begin MATERIAL TO PROCESS

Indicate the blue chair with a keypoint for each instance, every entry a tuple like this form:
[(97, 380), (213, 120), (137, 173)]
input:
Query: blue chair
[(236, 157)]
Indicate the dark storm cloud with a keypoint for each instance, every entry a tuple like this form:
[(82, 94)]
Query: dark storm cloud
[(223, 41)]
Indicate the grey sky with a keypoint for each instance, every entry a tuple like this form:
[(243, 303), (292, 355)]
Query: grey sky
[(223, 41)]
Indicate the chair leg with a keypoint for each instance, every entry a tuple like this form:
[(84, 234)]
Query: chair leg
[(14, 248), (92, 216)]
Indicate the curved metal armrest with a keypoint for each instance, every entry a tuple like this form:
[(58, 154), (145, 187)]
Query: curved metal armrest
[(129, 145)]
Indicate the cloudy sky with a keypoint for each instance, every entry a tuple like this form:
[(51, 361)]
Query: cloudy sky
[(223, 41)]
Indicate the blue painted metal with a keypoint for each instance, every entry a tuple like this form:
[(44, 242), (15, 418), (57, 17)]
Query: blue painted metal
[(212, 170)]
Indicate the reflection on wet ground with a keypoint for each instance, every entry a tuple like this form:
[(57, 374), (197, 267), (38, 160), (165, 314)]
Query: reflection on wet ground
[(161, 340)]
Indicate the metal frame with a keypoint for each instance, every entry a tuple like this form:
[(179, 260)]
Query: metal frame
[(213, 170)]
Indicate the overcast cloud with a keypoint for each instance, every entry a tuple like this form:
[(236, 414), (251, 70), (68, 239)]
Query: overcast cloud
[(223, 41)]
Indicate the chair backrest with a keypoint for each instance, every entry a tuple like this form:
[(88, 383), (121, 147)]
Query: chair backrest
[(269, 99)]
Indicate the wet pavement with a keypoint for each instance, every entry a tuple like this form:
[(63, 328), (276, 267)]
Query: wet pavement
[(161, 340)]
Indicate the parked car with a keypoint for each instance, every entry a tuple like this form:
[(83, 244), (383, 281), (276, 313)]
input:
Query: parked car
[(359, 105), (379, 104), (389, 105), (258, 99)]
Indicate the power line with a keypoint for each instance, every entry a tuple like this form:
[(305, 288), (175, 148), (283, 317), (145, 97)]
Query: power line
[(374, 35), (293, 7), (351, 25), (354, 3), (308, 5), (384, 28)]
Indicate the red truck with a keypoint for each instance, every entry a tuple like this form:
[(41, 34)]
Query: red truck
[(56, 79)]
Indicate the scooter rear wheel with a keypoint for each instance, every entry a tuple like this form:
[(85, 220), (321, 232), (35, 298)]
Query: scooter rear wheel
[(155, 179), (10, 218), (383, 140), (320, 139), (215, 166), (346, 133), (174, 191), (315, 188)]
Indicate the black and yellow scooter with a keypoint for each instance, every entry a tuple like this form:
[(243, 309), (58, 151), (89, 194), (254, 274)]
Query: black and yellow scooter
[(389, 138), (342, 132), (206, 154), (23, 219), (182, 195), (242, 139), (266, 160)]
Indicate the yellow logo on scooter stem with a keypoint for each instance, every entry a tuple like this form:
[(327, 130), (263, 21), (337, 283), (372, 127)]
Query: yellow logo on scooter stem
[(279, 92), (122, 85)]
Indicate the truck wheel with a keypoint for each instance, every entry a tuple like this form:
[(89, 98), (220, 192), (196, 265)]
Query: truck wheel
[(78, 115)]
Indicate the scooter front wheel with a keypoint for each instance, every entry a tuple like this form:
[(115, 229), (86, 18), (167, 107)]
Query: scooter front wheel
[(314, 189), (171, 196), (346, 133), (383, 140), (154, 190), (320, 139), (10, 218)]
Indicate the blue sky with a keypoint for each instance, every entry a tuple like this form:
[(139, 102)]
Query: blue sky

end MATERIAL TO PROCESS

Switch "chair" to "bench" everywhere it occurs in the entries above, and write all the entries out again with nothing else altered.

● TASK OUTPUT:
Indicate the blue bench with a keypoint for each instance, every entry a tuple like this form:
[(97, 380), (213, 120), (137, 173)]
input:
Query: blue bench
[(236, 157)]
Indicate the dark storm cloud with a keypoint for each instance, every entry a tuple like this form:
[(82, 94)]
Query: dark storm cloud
[(223, 41)]
Indicate the grey sky with a keypoint for each instance, every entry a tuple like this form:
[(243, 303), (292, 355)]
Query: grey sky
[(223, 41)]
Indicate the bench leg with a keypoint for each instance, every entry a tuple like this form:
[(84, 234)]
Query: bench leg
[(14, 248), (92, 216)]
Indicate the curved metal armrest with a keypoint for each instance, every entry a tuple like this form:
[(58, 154), (145, 187)]
Query: curved metal armrest
[(129, 145)]
Indicate the cloudy sky with a keypoint for each instance, every entry a tuple like this form:
[(51, 361)]
Query: cloudy sky
[(223, 41)]
Indicate the blue painted metal with a keypoint for each instance, every entry a tuple like this form:
[(44, 242), (15, 418), (57, 17)]
Query: blue painted metal
[(212, 170)]
Indicate the reflection on wet ground with a keypoint for each instance, every entry a tuple like this form:
[(57, 374), (197, 267), (38, 160), (165, 314)]
Query: reflection on wet ground
[(161, 340)]
Indicate the metal frame with a keypoint for each instance, every entry a tuple like this form:
[(179, 260)]
Query: metal frame
[(213, 170)]
Indicate the overcast cloud with a keypoint for each instance, every entry a tuple like this form:
[(236, 414), (251, 70), (68, 239)]
Query: overcast cloud
[(223, 41)]
Indicate the bench backrest with a keypoint for each instance, every entry a tuple like this form:
[(88, 383), (121, 147)]
Query: bench backrest
[(269, 99)]
Indicate the wet pavement with a keypoint for each instance, every entry a tuple like this form:
[(63, 328), (276, 267)]
Query: wet pavement
[(161, 340)]
Indicate the parked car with a keypoint for each instance, every entry a tuple like this form:
[(83, 244), (383, 281), (276, 313)]
input:
Query: parked car
[(359, 105), (379, 104), (389, 105), (258, 99)]
Indicate the power line with a keypoint for each instance, every entry a tuple like this form:
[(305, 288), (175, 148), (283, 317), (145, 97)]
Query: power line
[(374, 35), (293, 7), (351, 25), (354, 3), (308, 5), (384, 28)]
Indicate the red truck with a keypoint for each instance, every entry a tuple like this form:
[(41, 34)]
Query: red truck
[(56, 79)]
Indicate the scooter rear wheel with a keypoint for each instance, every entry a tuple like this form:
[(85, 220), (321, 232), (35, 298)]
Query: scooter rear wheel
[(155, 179), (10, 218), (383, 140), (320, 139), (215, 166), (346, 133), (174, 191), (315, 188)]
Indicate the black and yellow scooter with a keypoint for each instance, every entry a tuple like this form:
[(243, 309), (58, 151), (89, 194), (254, 274)]
Query: black and yellow scooter
[(389, 138), (342, 132), (206, 154), (23, 219), (182, 195), (242, 139), (266, 160)]
Indicate the yellow logo on scooter stem with a keypoint for each instance, every entry a tuple like this form:
[(327, 130), (263, 21), (337, 283), (372, 127)]
Query: yellow logo on scooter stem
[(279, 92), (122, 85)]
Indicate the truck wheel with a keypoint for each instance, every entry a tuple like this form:
[(89, 98), (220, 192), (196, 265)]
Query: truck wheel
[(78, 115)]
Indicate the scooter front wheel with a keypoint for each instance, every entry a tuple like this form:
[(115, 229), (86, 18), (167, 107)]
Query: scooter front wheel
[(314, 189), (171, 196), (346, 133), (383, 140), (154, 190), (320, 139), (10, 218)]
Indicate the blue sky with a keypoint for each instance, every entry a tuple like this form:
[(139, 102)]
Query: blue sky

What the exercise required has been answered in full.